─── Data for the task ───
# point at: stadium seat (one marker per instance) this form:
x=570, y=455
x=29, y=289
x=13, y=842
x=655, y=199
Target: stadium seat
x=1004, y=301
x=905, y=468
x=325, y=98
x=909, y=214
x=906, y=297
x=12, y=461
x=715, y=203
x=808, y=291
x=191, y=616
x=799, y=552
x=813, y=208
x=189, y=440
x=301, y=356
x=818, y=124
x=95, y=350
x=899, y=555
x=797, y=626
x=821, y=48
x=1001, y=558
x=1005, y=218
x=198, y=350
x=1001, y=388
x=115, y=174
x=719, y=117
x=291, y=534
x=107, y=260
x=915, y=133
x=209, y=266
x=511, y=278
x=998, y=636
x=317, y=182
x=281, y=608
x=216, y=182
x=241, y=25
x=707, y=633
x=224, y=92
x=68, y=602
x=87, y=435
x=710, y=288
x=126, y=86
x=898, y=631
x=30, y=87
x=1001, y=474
───
All of the entries should be written out again exactly.

- [Written solution]
# point at: stadium seat (one marker per instance) this form:
x=570, y=455
x=29, y=289
x=13, y=842
x=655, y=199
Target: stadium seat
x=1004, y=301
x=905, y=468
x=325, y=98
x=909, y=214
x=906, y=297
x=12, y=461
x=715, y=203
x=808, y=291
x=191, y=616
x=799, y=552
x=813, y=208
x=189, y=440
x=301, y=356
x=818, y=124
x=95, y=350
x=899, y=555
x=797, y=626
x=821, y=48
x=1001, y=558
x=1005, y=218
x=198, y=350
x=1001, y=388
x=115, y=174
x=719, y=117
x=291, y=534
x=107, y=260
x=915, y=133
x=209, y=266
x=511, y=278
x=998, y=636
x=317, y=182
x=281, y=608
x=216, y=182
x=241, y=25
x=707, y=633
x=224, y=92
x=68, y=602
x=87, y=435
x=710, y=288
x=126, y=86
x=898, y=631
x=30, y=87
x=1001, y=474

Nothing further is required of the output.